TASK INSTRUCTIONS: An exact reproduction of all the entries is the expected answer.

══════════

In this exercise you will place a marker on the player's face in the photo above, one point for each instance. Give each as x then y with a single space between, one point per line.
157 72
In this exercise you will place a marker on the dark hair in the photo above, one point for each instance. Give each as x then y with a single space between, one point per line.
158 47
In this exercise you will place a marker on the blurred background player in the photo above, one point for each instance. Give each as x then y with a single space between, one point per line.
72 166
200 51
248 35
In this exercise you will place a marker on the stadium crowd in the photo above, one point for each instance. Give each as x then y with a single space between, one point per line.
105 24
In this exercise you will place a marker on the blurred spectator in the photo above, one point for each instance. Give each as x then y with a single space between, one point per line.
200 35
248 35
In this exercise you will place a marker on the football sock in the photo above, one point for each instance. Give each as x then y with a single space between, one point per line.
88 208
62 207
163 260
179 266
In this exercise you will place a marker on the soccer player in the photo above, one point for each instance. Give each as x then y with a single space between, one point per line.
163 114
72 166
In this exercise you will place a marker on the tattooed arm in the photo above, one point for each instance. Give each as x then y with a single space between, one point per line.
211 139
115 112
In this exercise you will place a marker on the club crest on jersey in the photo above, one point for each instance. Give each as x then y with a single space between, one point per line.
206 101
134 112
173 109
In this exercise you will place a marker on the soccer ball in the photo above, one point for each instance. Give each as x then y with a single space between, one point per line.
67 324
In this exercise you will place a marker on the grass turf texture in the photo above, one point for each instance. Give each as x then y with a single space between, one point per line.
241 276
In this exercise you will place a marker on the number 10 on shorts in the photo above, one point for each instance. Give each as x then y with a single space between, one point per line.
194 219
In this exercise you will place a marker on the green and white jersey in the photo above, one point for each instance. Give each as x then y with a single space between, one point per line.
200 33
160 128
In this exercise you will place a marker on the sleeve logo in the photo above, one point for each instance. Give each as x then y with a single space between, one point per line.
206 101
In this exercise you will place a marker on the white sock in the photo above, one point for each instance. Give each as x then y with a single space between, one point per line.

══════════

SOLUTION FOR THIS EXERCISE:
In this exercise you will place a marker on the player's face in the photo above, one point for each instance. Give each as x then y with a single space between, one point per line.
157 72
In this exercise you will place a marker on the dark hair in the photo above, one point for each instance. Give each as x then y with a single space between, one point per line.
158 47
In this exercise you will place a marker on the blurred background player in the photo above, one point for each instance. Give each as x then y with a single space between, one point per line.
72 166
200 51
248 35
In this exercise you will place a marker on the stadium crowd in the photo above, one point for each instance. Give each as x then y with a single space between, one point per line.
105 24
In this exercise you will place a marker on the blurred spectator in the photo above, one point for each instance. Give each as x then y with a single space between, one point per line.
200 35
248 35
In this exercise you will place a marker on the football sock in the photo above, one point for each instance. Give each as x then y with a single space between, one point per line.
88 208
62 207
163 260
179 266
In this exercise you will place a marker on the soccer player in the photo above, one point for each instance. Give each as x then y with a single space between, one point per line.
163 114
72 166
In this exercise you will place a marker on the tattooed arm in the photo above, one point for each instance. Give each as x then y with a single space between, one point per line.
211 139
115 112
In this exercise you will place a marker on the club crest on jersey in the photo above, one point for each instance. Give each as x then y with a single space between, one point per line.
206 101
134 112
173 109
In this exercise you will place a marker on the soccer ball in the photo above, one point for each instance. Give each as x then y with a single space between, one point per line.
67 324
In this exercise you will place a marker on the grass turf texture in the photo above, one point for each instance. Give each as x then y with a single space between, one point per line.
241 276
In this exercise you will place a marker on the number 10 on shorts in the photo above, one point for each instance. Give each as x then y with a single space between, one point per line.
194 219
In this exercise you will place a marker on the green and white jersey in the photo above, one point for each instance. Give each as x then y with a single space between, one point per line.
200 33
160 128
In this exercise you will place a marker on the sleeve logo in the photo above, one point for each instance. Give each as x then y with a single space between, one point per line.
206 101
In this exercise you will place a marker on the white sock in the photo above, one point for each instance. Give each as x then y with a single space between, one point per line.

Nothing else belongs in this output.